╭─ Data rows

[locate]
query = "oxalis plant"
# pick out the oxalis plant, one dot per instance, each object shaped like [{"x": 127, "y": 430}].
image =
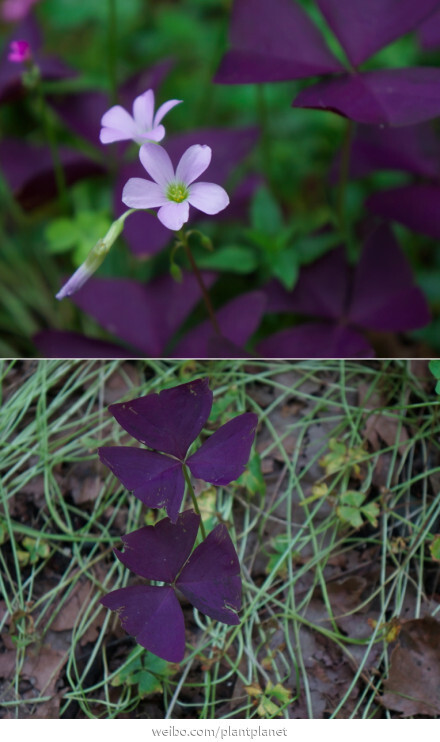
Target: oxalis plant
[
  {"x": 171, "y": 191},
  {"x": 169, "y": 423}
]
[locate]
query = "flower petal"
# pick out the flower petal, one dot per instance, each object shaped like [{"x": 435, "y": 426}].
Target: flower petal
[
  {"x": 174, "y": 215},
  {"x": 143, "y": 110},
  {"x": 139, "y": 193},
  {"x": 153, "y": 135},
  {"x": 193, "y": 163},
  {"x": 163, "y": 110},
  {"x": 208, "y": 197},
  {"x": 118, "y": 118},
  {"x": 157, "y": 163},
  {"x": 107, "y": 135}
]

╰─

Reproduce every item above word for word, leaving out the pictures.

[locate]
query = "oxalis plant"
# pick out the oxalis plant, one dot per instance, each object shaped like [{"x": 127, "y": 430}].
image =
Target: oxalis plant
[
  {"x": 171, "y": 191},
  {"x": 169, "y": 423}
]
[locate]
query = "flower petal"
# pick out the flower petal, one dot per instance, each object shaped like [{"x": 435, "y": 426}].
Target: flower petal
[
  {"x": 174, "y": 215},
  {"x": 143, "y": 110},
  {"x": 139, "y": 193},
  {"x": 153, "y": 135},
  {"x": 193, "y": 163},
  {"x": 163, "y": 110},
  {"x": 208, "y": 197},
  {"x": 118, "y": 118},
  {"x": 157, "y": 163},
  {"x": 107, "y": 135}
]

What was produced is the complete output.